- [TASK STATEMENT] Present every line of the listing below as a numbered list, omitting any blank lines.

- [RECORDS TO PROCESS]
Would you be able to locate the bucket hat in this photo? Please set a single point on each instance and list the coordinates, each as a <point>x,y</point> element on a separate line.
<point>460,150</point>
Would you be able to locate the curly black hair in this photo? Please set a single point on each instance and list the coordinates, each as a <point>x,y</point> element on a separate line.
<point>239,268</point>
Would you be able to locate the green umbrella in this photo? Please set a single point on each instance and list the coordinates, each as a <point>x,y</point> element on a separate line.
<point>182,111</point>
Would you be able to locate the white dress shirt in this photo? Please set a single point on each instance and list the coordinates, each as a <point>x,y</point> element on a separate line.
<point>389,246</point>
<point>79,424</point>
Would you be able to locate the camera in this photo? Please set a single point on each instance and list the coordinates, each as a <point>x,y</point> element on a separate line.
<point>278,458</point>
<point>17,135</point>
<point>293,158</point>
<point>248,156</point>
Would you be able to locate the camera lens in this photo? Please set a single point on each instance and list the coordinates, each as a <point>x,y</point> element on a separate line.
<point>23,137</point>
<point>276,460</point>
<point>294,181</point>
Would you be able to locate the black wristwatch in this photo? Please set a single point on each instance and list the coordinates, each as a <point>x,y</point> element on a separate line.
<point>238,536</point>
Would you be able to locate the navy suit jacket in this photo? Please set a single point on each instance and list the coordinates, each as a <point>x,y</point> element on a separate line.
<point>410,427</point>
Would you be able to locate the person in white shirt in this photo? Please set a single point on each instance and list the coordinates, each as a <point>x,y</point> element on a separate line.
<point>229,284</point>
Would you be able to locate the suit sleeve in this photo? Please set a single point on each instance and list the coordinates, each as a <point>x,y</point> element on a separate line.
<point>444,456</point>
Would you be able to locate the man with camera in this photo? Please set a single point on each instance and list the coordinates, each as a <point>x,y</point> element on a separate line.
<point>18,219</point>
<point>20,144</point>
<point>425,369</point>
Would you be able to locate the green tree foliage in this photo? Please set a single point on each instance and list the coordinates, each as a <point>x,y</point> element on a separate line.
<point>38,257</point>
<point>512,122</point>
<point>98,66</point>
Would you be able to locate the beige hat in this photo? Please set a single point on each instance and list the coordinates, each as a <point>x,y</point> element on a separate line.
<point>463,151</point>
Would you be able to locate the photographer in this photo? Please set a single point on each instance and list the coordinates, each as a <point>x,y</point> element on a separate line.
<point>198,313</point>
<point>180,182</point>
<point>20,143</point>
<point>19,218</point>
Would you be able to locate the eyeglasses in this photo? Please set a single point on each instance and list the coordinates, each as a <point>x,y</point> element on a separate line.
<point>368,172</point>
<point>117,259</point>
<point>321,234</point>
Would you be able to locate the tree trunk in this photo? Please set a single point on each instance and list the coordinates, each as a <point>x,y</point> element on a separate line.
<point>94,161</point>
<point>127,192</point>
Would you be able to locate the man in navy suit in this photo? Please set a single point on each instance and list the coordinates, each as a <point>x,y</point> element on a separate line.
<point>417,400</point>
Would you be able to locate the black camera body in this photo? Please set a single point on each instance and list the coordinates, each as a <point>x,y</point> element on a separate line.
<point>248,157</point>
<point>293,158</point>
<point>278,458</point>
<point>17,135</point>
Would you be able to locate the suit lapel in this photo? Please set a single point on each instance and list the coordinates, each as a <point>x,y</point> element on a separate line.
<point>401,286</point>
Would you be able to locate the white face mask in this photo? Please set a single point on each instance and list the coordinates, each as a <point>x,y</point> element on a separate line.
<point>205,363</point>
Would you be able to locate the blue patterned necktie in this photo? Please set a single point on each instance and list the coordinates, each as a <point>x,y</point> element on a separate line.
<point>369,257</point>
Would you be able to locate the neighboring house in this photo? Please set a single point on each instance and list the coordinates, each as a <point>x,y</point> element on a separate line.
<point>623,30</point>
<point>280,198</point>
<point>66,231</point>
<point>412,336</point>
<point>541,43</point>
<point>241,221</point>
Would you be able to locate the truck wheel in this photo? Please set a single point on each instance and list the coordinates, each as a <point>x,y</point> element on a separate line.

- [RESULT OF THIS EXERCISE]
1. Would you be able to locate the bucket hat in this photo? Please set a single point on each instance and list the coordinates, each as a <point>x,y</point> element on a separate line.
2. <point>460,150</point>
3. Would you be able to locate the curly black hair in this photo? Please set a single point on each instance and list the coordinates, each as a <point>x,y</point> element on a separate line.
4. <point>239,268</point>
5. Would you be able to locate the green umbrella in this photo? Please set a single point on each instance and list the coordinates, each as a <point>x,y</point> element on a separate line.
6. <point>182,111</point>
7. Would you be able to locate the white dress shirt in this photo? Please set a single point on each instance and list the coordinates, each as a <point>x,y</point> element on a separate line.
8. <point>389,246</point>
9. <point>79,424</point>
10. Would you be able to locate the camera in this photo? Please set a single point on each instance and list the coordinates, each as a <point>x,y</point> element on a separate line.
11. <point>278,458</point>
12. <point>17,135</point>
13. <point>293,158</point>
14. <point>248,156</point>
15. Would you be able to locate the camera lens in this photo? Please set a single point on each instance and list the coordinates, each as a <point>x,y</point> element on a separate line.
16. <point>23,137</point>
17. <point>276,460</point>
18. <point>294,181</point>
19. Would you be able to locate the black wristwatch in this photo? Please set a single point on each instance and list the coordinates, each as a <point>x,y</point> element on a separate line.
20. <point>238,536</point>
21. Would you be able to locate the navy suit jacket in this photo? Please set a single point on each instance and list the coordinates, each as a <point>x,y</point> element on a separate line.
22. <point>410,427</point>
23. Would you be able to locate the person in white shirt in this photo? Please set a single point on each instance and list the coordinates, each as a <point>x,y</point> element on a separate line.
24. <point>229,284</point>
25. Would you be able to locate the suit sleeve in this photo? Please set a single point on each instance and list the coordinates, each as a <point>x,y</point> element on a separate line.
26. <point>444,456</point>
27. Would you be able to locate the man with camera in this photo? Please set a single point on each instance and list the coordinates, each as a <point>x,y</point> element on a separate line.
28. <point>18,219</point>
29. <point>20,144</point>
30. <point>425,369</point>
31. Would you be able to locate the green tree foliage in this photo? Please set a single point on each instance and list the coordinates, each as a <point>x,y</point> element on a separate line.
32. <point>38,257</point>
33. <point>512,122</point>
34. <point>98,66</point>
35. Would you be able to locate the beige hat in this photo? Please set a single point on each instance and list the coordinates, each as a <point>x,y</point> element on a separate line.
36. <point>463,151</point>
37. Would you be able to locate the photographer in this photo? Please set a single point on each instance and list the coordinates, each as a <point>x,y</point> element on a separate line.
38. <point>198,313</point>
39. <point>180,182</point>
40. <point>20,143</point>
41. <point>19,218</point>
42. Would you be able to locate the eyeglasses in this photo? Please set a single point on each instance and list the coordinates, each as a <point>x,y</point> element on a separate line.
43. <point>368,172</point>
44. <point>117,259</point>
45. <point>321,234</point>
46. Would you be able to locate the tree trunk in this photo? Please set a single point on each instance and list the coordinates, each as a <point>x,y</point> element on a separate line.
47. <point>94,161</point>
48. <point>127,192</point>
49. Would you be able to locate the man in navy suit in this photo? Please set a single point on each instance and list the coordinates, each as a <point>x,y</point> element on a separate line.
50. <point>417,400</point>
51. Would you be able to locate the black camera body in this photo? Please set a single point on each instance and list the coordinates, each as a <point>x,y</point> element on a separate line.
52. <point>248,157</point>
53. <point>293,158</point>
54. <point>278,458</point>
55. <point>17,135</point>
56. Would you be able to locate the suit lapel in this photo? Please set a single point on each instance and list the coordinates, each as a <point>x,y</point> element on a separate line.
57. <point>401,286</point>
58. Would you be able to locate the white face mask in this photo? Please set a single point on each instance and list the coordinates, each as a <point>x,y</point> element on a separate line.
59. <point>205,363</point>
60. Would you be able to locate the blue patterned necktie in this photo? Please set a single point on each instance and list the coordinates, each as a <point>x,y</point> element on a separate line.
61. <point>369,257</point>
62. Would you be able to locate the neighboring house in this photo? Please set a single point on each instance and list the coordinates, each as a <point>x,y</point> element on a separate line.
63. <point>623,30</point>
64. <point>280,198</point>
65. <point>66,231</point>
66. <point>412,336</point>
67. <point>541,43</point>
68. <point>241,221</point>
69. Would you be able to locate the truck wheel in this photo? Please set a single point on each instance and list the coordinates, each as a <point>x,y</point> element on a separate line.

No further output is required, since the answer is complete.